(Instructions):
A. Summarize the forum thread on establishing care visits in two sentences.
B. In the forum thread on establishing care visits, what does CodingKing's PCP require before seeing anyone?
C. From the forum thread on establishing care visits, list the sources that erjones147 says might state that "Establish Care" is not a proper chief complaint.

(Excerpted passage):
*** Begin section ***

# Establishing Care Visit



## afields01@gmail.com

I have a couple Docs that see patients to establish primary care. On some visits, they treat the patients and on some they are only establishing care and do not perform services. On the visit to establish that services are performed, can this be billed as preventative? And on the one that is establishing and not performing services, can this be billed as a minimal?


----------



## thomas7331

This issue is brought up frequently in the forum so you might do a search and see some of the responses that have been given.  My opinion has always been that 'establishing care' as a reason for a visit is not sufficient to support medical necessity for any service.  This is usually an education issue for providers and staff and I've always tried to teach providers that they should not use this wording.  If they are taking over management of a new patient with chronic problems or new complaints, or bringing in a new patient and performing a preventive service, then that's what should be documented.  You can't code or bill a service that is performed solely for the purpose of meeting a patient and creating a medical record at a new practice.


----------



## erjones147

I do not have the exact reference handy, but either the Medicare Benefit Policy Manual or the Medicare Program Integrity Manual or the 95/97 Guidelines specifically says that the term "Establish Care" is not a proper Chief Complaint. I am looking at a HRSA document using Medicare resources, but the HRSA document does not properly cite specific sources

If anyone knows the exact primary reference, I would love to have it so I can print it for my Medical Director. I trust HRSA, but there's something about "CMS" that makes ppl take notice


----------



## twizzle

erjones147 said:


> I do not have the exact reference handy, but either the Medicare Benefit Policy Manual or the Medicare Program Integrity Manual or the 95/97 Guidelines specifically says that the term "Establish Care" is not a proper Chief Complaint. I am looking at a HRSA document using Medicare resources, but the HRSA document does not properly cite specific sources
> 
> If anyone knows the exact primary reference, I would love to have it so I can print it for my Medical Director. I trust HRSA, but there's something about "CMS" that makes ppl take notice



'Establish Care' is definitely a chief complaint. I will provide a reference later. How many patients relocate somewhere and want routine medical care? They don't have to be sick to try and stay healthy.


----------



## CodingKing

twizzle said:


> 'Establish Care' is definitely a chief complaint. I will provide a reference later. How many patients relocate somewhere and want routine medical care? They don't have to be sick to try and stay healthy.



They also get an age appropriate physical which is medically necessary, its not the same as a get acquainted visit which does not follow the principals of preventive care and has no medical necessity behind it. My PCP wont see anyone until they have an age appropriate physical.


----------



## twizzle

CodingKing said:


> They also get an age appropriate physical which is medically necessary, its not the same as a get acquainted visit which does not follow the principals of preventive care and has no medical necessity behind it. My PCP wont see anyone until they have an age appropriate physical.

*** End section ***

(Given information):
*** Begin section ***

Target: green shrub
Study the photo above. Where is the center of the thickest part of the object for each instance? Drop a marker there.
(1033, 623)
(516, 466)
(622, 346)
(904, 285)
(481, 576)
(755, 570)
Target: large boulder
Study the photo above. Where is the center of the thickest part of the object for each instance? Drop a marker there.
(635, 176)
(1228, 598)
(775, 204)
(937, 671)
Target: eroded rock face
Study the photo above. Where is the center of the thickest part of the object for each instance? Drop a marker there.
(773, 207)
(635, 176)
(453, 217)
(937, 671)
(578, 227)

*** End section ***
*** Begin section ***

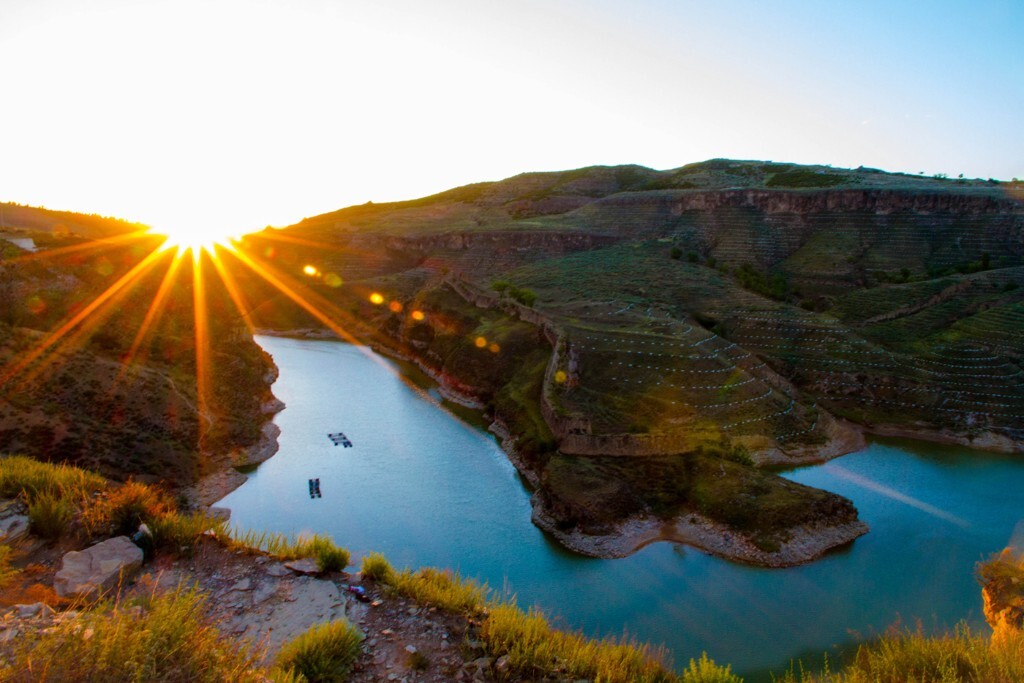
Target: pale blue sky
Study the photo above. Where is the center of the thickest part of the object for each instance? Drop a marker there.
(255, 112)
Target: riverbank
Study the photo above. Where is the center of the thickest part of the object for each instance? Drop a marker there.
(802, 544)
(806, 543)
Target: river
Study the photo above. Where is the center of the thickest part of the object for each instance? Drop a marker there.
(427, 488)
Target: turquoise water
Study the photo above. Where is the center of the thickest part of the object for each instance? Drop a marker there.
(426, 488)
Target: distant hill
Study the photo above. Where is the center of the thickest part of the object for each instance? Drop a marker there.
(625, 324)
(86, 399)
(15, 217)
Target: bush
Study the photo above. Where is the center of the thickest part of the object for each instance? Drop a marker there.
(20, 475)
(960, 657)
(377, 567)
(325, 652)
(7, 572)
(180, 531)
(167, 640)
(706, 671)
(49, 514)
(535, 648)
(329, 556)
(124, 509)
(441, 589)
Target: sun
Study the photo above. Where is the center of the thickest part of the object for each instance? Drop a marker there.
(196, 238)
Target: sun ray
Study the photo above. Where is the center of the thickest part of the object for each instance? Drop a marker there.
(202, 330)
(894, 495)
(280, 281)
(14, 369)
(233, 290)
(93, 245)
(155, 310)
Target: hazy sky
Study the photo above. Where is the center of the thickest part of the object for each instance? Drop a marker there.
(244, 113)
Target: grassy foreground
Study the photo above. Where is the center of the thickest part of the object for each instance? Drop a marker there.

*** End section ***

(Expected outputs):
A. A poster asks whether establishing-care visits can be billed as preventive when services are performed and as a minimal visit when they are not. Respondents disagree: one holds that "establishing care" alone does not support medical necessity for any service and another insists it is a valid chief complaint, while a third distinguishes a medically necessary age-appropriate physical from a get-acquainted visit that has no medical necessity.

B. An age-appropriate physical.

C.
- Medicare Benefit Policy Manual
- Medicare Program Integrity Manual
- 95/97 Guidelines